** Start of Source excerpt **

2017-04-24 Thread Ilari Liusvaara
On Mon, Apr 24, 2017 at 05:39:39PM +0200, Hannes Tschofenig wrote:
> Hi Ilari,
> 
> thanks for your response. A few remarks inline:
> 
> On 04/21/2017 12:48 PM, Ilari Liusvaara wrote:
> > On Fri, Apr 21, 2017 at 10:37:21AM +0200, Hannes Tschofenig wrote:
> >> I read through draft-rescorla-tls-subcerts-01 and I ran into some basic
> >> questions.
> >>
> >> I have been wondering why the TLS server operator obtains an end-entity
> >> certificate from a CA (which cannot be used to sign further
> >> certificates) instead of running an intermediate CA him-/herself
> >> instead. This would work without requiring any changes to the client
> >> side. The proposed solution, although technically feasible, will
> >> unfortunately take a long time to deploy since it requires cooperation
> >> from clients, servers, and also from CAs.
> > 
> > There is enormous amount of red tape obtaining intermediates, even
> > technically constrained ones. And as consequence, it is enormously
> > expensive (through not nearly as expensive as public CA).
> 
> In essence you are doing this through the extension as well just using a
> different format.

** End of Source excerpt **
** Start of Data listing **

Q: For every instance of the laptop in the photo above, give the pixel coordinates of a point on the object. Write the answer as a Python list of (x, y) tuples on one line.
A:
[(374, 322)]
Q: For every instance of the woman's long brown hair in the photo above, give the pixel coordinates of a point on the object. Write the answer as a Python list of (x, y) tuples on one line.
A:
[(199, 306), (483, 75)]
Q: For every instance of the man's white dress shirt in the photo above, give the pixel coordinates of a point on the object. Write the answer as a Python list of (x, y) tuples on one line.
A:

** End of Data listing **

» **Problems and tasks**:
1) Which parties does the email thread on draft-rescorla-tls-subcerts-01 say must cooperate before the proposed solution can be deployed?
2) Answer these about the email thread on draft-rescorla-tls-subcerts-01:
(a) Which draft did Hannes Tschofenig read?
(b) According to Ilari Liusvaara, what is there an enormous amount of when obtaining intermediates?
(c) At what time on Fri, Apr 21, 2017 did Hannes Tschofenig write his first message?
3) Carry the email thread on draft-rescorla-tls-subcerts-01 forward from its last line.

» **Results of the tasks**:
1)
- Clients
- Servers
- CAs

2)
(a) draft-rescorla-tls-subcerts-01
(b) Red tape
(c) 10:37:21AM +0200

3)
> 
> > 
> > Defining new extensions is much more deployable, as slow as it is
> > (AFAICT, no BR changes needed).
> 
> I hope that this is true since otherwise you have just traded one
> problem against the other one.

AFAICT, CAs can add arbitrary extensions if (logically sufficient but
not necressary):

- CA is "aware" of "a reason" to include it, and
- Extension has meaning on "public Internet", and
- Extension does not mislead w.r.t. CA validation performed

(CABForum Baseline Requirements, version 1.4.4, section 7.1.2.4).

For this, AFAICT:
- CSR requesting it or other kind of request is "a reason" to include
  it.
- Defined in RFCs for public use imples meaning on "public Internet".
- This extension does not affect CA validation.


Of course:
- Fixed process delay on CABForum for technical changes to BRs is
  ~7 weeks (1 week of discussion + 1 week of voting + ~4.3 weeks of
  IPR review + few days of misc. other). That's much faster than the
  time CAs take to actually offer this (if ever!).
- Nobody changes the extension rules in nasty ways for reasons I can't
  fathom of.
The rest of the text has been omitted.